* EXCERPTED PASSAGE:
Life of a Packet in Kubernetes — Part 2

As we discussed in Part 1, CNI plugins play an essential role in Kubernetes networking. There are many third-party CNI plugins available today; Calico is one of them. Many engineers prefer Calico; one of the main reasons is its ease of use and how it shapes the network fabric.

Calico supports a broad range of platforms, including Kubernetes, OpenShift, Docker EE, OpenStack, and bare metal services. The Calico node runs in a Docker container on the Kubernetes master node and on each Kubernetes worker node in the cluster. The calico-cni plugin integrates directly with the Kubernetes kubelet process on each node to discover which Pods are created and add them to Calico networking.

We will talk about installation, Calico modules (Felix, BIRD, and Confd), and routing modes.

What is not covered? Network policy — It needs a separate article, therefore skipping that for now.

Topics — Part 2

  1. Requirements
  2. Modules and its functions
  3. Routing modes
  4. Installation (calico and calicoctl)

CNI Requirements

  1. Create veth-pair and move the same inside container
  2. Identify the right POD CIDR
  3. Create a CNI configuration file
  4. Assign and manage IP address
  5. Add default routes inside the container
  6. Advertise the routes to all the peer nodes (Not applicable for VxLan)

* SET TASK 1: List every platform that the Calico article says Calico supports.

Records pointing to named objects
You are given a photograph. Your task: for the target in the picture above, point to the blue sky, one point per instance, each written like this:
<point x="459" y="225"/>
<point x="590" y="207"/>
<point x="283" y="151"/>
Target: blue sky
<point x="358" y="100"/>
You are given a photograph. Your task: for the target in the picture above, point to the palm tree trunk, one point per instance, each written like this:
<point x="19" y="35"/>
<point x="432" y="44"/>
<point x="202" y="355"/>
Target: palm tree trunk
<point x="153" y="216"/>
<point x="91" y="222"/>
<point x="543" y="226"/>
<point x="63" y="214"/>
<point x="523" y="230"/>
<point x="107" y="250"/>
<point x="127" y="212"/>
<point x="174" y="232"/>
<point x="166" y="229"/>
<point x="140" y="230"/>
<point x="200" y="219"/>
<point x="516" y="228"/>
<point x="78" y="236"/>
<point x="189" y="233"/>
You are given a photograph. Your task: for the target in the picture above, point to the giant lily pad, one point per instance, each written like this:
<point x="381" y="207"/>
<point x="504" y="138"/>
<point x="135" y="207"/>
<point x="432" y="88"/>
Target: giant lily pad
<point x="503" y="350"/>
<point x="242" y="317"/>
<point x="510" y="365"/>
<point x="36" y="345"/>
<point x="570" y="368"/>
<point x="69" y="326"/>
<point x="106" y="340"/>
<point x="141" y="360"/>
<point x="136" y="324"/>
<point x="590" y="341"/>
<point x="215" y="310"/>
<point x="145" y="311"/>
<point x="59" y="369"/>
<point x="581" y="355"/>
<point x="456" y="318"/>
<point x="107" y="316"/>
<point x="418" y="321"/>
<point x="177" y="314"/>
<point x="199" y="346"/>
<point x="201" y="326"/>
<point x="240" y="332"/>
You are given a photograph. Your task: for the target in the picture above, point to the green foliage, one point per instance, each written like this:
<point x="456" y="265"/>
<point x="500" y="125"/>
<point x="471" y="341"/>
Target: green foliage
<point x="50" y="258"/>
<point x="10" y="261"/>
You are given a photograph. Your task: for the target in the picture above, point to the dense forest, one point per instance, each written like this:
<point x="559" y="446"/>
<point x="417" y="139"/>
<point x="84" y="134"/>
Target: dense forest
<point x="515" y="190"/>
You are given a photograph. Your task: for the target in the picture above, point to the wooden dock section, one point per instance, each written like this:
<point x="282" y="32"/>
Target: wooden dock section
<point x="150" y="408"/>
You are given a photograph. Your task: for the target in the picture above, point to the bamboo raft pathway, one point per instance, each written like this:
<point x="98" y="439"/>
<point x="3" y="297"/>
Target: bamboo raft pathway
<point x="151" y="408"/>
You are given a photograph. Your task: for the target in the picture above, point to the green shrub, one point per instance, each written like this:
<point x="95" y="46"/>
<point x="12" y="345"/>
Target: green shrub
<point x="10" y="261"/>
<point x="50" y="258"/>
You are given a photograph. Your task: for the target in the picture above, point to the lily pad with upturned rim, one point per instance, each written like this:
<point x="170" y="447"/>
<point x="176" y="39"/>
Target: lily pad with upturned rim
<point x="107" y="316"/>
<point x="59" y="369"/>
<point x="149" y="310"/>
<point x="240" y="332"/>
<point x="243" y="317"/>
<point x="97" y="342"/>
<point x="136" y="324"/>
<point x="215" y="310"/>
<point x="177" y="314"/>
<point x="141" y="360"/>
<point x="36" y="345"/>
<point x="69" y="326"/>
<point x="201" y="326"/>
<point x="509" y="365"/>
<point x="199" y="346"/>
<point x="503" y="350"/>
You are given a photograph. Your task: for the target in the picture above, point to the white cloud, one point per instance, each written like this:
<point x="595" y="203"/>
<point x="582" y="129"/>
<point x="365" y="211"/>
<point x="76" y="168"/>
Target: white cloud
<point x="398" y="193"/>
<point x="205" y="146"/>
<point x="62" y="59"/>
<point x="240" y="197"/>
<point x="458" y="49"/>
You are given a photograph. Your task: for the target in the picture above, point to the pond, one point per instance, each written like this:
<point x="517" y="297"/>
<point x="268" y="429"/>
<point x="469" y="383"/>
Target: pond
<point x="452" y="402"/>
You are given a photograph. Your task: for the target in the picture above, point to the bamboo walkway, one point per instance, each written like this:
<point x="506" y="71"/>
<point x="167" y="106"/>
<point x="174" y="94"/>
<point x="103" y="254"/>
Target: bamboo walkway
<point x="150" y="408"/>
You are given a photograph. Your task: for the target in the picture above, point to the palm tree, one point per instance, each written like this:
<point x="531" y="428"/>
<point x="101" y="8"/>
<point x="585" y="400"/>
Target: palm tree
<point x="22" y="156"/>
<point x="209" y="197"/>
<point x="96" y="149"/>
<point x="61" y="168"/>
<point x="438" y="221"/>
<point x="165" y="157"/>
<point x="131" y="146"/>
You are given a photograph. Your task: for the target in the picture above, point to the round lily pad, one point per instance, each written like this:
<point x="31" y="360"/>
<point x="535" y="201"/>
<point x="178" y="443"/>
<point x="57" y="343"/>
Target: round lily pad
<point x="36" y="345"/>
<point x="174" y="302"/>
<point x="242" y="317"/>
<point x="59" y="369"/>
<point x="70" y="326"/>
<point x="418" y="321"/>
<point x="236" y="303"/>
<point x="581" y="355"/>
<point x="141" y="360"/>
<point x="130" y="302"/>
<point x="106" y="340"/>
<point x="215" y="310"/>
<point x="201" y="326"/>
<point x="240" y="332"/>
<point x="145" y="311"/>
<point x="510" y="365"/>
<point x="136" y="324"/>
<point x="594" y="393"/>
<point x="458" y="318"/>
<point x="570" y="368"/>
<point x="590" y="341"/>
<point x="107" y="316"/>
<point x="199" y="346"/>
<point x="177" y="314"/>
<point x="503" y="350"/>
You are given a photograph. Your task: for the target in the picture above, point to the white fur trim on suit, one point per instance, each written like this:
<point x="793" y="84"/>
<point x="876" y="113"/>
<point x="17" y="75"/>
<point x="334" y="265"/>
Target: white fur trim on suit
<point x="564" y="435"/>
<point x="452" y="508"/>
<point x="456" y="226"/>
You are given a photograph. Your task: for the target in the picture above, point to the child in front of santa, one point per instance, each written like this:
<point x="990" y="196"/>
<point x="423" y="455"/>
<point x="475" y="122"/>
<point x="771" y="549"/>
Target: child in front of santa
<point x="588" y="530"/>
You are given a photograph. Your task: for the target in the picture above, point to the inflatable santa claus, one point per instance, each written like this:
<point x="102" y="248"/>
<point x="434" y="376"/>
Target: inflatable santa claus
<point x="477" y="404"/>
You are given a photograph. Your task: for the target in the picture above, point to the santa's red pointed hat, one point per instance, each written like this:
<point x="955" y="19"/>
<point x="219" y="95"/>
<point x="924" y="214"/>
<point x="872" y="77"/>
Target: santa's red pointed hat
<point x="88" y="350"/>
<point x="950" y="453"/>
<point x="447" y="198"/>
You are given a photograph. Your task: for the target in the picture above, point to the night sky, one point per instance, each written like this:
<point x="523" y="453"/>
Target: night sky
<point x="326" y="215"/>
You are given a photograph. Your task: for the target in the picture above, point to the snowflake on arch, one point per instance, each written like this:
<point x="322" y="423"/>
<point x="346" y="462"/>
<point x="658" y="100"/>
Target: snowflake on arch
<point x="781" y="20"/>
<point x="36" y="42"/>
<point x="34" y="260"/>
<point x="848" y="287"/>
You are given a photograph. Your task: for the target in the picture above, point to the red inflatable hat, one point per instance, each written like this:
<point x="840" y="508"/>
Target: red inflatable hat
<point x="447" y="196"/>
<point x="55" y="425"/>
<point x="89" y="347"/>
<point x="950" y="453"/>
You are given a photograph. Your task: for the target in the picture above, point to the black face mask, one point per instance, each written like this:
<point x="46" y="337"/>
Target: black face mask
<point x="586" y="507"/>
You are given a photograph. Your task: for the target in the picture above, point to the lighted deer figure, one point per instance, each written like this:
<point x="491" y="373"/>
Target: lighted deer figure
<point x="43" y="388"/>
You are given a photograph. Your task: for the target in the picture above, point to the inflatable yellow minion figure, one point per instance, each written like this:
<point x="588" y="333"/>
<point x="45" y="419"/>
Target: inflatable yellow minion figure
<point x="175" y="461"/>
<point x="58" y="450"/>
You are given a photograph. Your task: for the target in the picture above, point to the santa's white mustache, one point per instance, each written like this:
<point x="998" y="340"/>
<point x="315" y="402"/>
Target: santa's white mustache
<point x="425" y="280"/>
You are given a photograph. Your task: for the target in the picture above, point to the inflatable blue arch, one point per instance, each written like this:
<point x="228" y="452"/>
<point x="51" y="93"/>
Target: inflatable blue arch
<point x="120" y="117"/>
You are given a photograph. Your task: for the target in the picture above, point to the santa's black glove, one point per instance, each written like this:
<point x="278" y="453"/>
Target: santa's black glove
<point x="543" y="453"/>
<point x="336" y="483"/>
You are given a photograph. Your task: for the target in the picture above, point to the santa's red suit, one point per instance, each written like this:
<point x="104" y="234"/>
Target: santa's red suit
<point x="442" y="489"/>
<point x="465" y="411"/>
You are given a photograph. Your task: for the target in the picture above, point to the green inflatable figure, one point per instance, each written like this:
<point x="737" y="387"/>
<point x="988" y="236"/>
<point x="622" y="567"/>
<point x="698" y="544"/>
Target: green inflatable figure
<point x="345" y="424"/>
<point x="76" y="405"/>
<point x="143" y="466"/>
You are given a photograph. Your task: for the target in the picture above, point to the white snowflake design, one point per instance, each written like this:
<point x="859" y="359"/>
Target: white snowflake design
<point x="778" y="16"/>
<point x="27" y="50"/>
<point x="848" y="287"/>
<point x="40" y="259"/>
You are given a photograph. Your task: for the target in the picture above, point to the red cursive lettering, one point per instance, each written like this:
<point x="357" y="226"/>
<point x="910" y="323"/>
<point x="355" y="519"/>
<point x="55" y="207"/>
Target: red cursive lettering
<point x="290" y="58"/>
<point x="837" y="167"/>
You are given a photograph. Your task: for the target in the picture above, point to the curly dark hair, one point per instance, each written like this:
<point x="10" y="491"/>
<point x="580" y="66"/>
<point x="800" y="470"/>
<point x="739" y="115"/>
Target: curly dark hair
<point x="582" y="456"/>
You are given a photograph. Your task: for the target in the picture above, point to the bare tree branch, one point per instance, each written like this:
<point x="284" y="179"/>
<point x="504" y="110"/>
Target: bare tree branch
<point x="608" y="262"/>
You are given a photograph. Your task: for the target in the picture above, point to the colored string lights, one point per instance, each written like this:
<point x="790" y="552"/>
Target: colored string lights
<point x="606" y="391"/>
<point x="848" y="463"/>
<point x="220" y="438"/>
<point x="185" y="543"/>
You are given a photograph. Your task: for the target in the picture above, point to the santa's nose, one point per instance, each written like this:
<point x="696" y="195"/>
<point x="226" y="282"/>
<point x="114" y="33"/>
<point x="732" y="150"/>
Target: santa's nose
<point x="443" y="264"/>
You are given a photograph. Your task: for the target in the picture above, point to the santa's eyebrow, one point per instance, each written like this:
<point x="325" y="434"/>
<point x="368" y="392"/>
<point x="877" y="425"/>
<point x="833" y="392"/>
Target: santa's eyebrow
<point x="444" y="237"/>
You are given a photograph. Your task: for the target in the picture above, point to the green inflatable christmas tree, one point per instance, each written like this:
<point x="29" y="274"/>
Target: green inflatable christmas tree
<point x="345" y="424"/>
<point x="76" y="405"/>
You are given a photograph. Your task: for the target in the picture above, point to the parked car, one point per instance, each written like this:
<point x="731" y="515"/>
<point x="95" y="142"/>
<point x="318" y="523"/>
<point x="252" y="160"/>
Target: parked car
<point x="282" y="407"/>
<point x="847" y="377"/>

* SET TASK 2: In the records, swap "parked car" for "parked vehicle" across the stretch from the line containing "christmas tree, one" through the end of the records, and return that stretch with everything else unchanged.

* FULL SOLUTION 1: Kubernetes, OpenShift, Docker EE, OpenStack, bare metal services

* FULL SOLUTION 2:
You are given a photograph. Your task: for the target in the picture above, point to the green inflatable christmas tree, one point per instance, each written like this:
<point x="29" y="274"/>
Target: green inflatable christmas tree
<point x="345" y="424"/>
<point x="76" y="405"/>
You are given a photograph. Your task: for the target in the picture above, point to the parked vehicle, one point per instance, each written like this:
<point x="731" y="515"/>
<point x="95" y="142"/>
<point x="318" y="523"/>
<point x="252" y="160"/>
Target: parked vehicle
<point x="282" y="407"/>
<point x="847" y="377"/>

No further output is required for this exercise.